-- Tarefas a executar --
• 1. Com base no texto de leitura sobre a privatização da Companhia Vale do Rio Doce, explique em uma a três frases o que o Projeto de Resolução mencionado pretende alcançar, segundo o próprio texto.
• 2. Retome o texto de leitura sobre a privatização da Companhia Vale do Rio Doce a partir da última frase apresentada.

Hoje a Comissão de Constituição, Justiça e Cidadania está votando o Projeto da Reeleição, em tramitação no Senado Federal. Vimos demonstração de força, o rolo compressor, a imposição de um Governo que, no meio do seu mandato, está legislando em causa própria e deseja parceria do Congresso Nacional, cuja maioria o apóia.

Ora, Sr. Presidente, nem tudo está passando despercebido pela sociedade. Vejo entidades como a CNBB, a OAB e outras com credibilidade no nosso País, assumirem o papel fiscalizador da condução política pelo Governo e pelo Congresso Nacional.

Por isso, reitero, mais uma vez, um apelo a esta Casa: no ano passado, apresentei um Projeto de Resolução para submeter o Edital de Privatização da Companhia Vale do Rio Doce à apreciação de todos os Srs. Senadores. Pois bem, Sr. Presidente, requerimento de urgência da matéria, apresentado há cerca de 20 dias, foi derrubado pelas lideranças do Governo. O Projeto não define nenhuma posição do Senado; com ele, a nossa expectativa é, exatamente, de analisar o assunto e podermos ter acesso a todas as informações, principalmente às informações sigilosas, principalmente àquelas informações que não são dadas ao conhecimento da opinião pública. Nós temos essa prerrogativa. A Constituição Federal, no seu art. 41, dá poderes, e, mais que isso, dá a responsabilidade ao Senado Federal e ao Congresso Nacional de fiscalizar os atos do Poder Executivo.

Ora, Sr. Presidente, Srªs e Srs. Senadores, por que o Governo não quer que o Senado Federal examine toda aquela documentação, todas aquelas informações e, principalmente, os procedimentos, as práticas que foram adotadas para que a Consultora Merrill Lynch pudesse elaborar o edital de privatização da Companhia Vale do Rio Doce? Será que ela tão é soberana na sua competência e na sua inteligência que não pode ter ocorrido um erro, um deslize, uma má informação, uma avaliação que não condiga com o valor de um patrimônio como a Companhia Vale do Rio Doce?

Tenho certeza, Sr. Presidente, de que não são apenas o BNDES, os seus diretores, que estão instalados nos seus gabinetes, e a Consultora Merrill Lynch que são os donos da verdade neste País. Como é que podemos concordar, repito, que apenas uma consultora, contratada especialmente para tal fim, possa dizer ao Governo e ao próprio Presidente da República, ao Senado Federal e ao Congresso Nacional, o preço, R$10,3 bilhões, sem sabermos de que forma ela chegou a essa avaliação de um patrimônio que, ninguém desconhece, está muito acima do valor estipulado pelo BNDES?

-- Dados coletados --
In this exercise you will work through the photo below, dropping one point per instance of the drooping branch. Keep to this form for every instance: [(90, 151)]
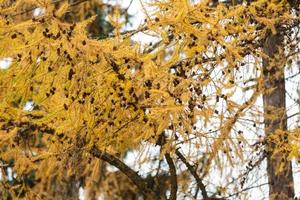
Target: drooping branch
[(173, 177), (131, 174), (194, 174)]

-- Lista de respostas --
• 1. O Projeto de Resolução não define nenhuma posição do Senado. Ele pretende submeter o Edital de Privatização da Companhia Vale do Rio Doce à apreciação de todos os senadores, para que analisem o assunto e tenham acesso a todas as informações, principalmente às sigilosas, que não são dadas ao conhecimento da opinião pública.

• 2.
Por isso, Sr. Presidente, insistimos nessa causa. Temos a responsabilidade de examinar documento por documento. A história certamente nos cobrará, e cobrará do Senado Federal, a omissão de não ter tido a preocupação e a responsabilidade de examinar todos os dados, e, mais do que isso, de ouvir aqueles que foram responsáveis pelo processo de privatização ou alienação da Companhia Vale do Rio Doce.

Estamos vendo aí entidades como a OAB, e tantas outras neste País, entidades como a ABI percorrendo o caminho do Supremo Tribunal Federal. Isso acontece porque eles sabem que o Senado Federal, que poderia, num prazo de trinta dias, examinar toda essa documentação, discutir com a sociedade e apresentar, de forma transparente, à opinião pública, todos os dados referentes ao processo ou ao edital de privatização da Vale do Rio Doce, não está fazendo isso.

É por isso que essas entidades estão buscando o caminho jurídico do Supremo Tribunal Federal. E é por isso, Sr. Presidente, que, mais uma vez, queremos aqui trazer a nossa preocupação diante dessa questão. Nós não estamos, através do projeto de resolução, decidindo nada, nem contra e nem a favor. O projeto apenas diz que o Senado Federal deve analisar e aprofundar as informações da proposta de privatização da Vale do Rio Doce. E que os resultados dessa avaliação devem ser examinados, também de forma transparente, por todos os Srs. Senadores.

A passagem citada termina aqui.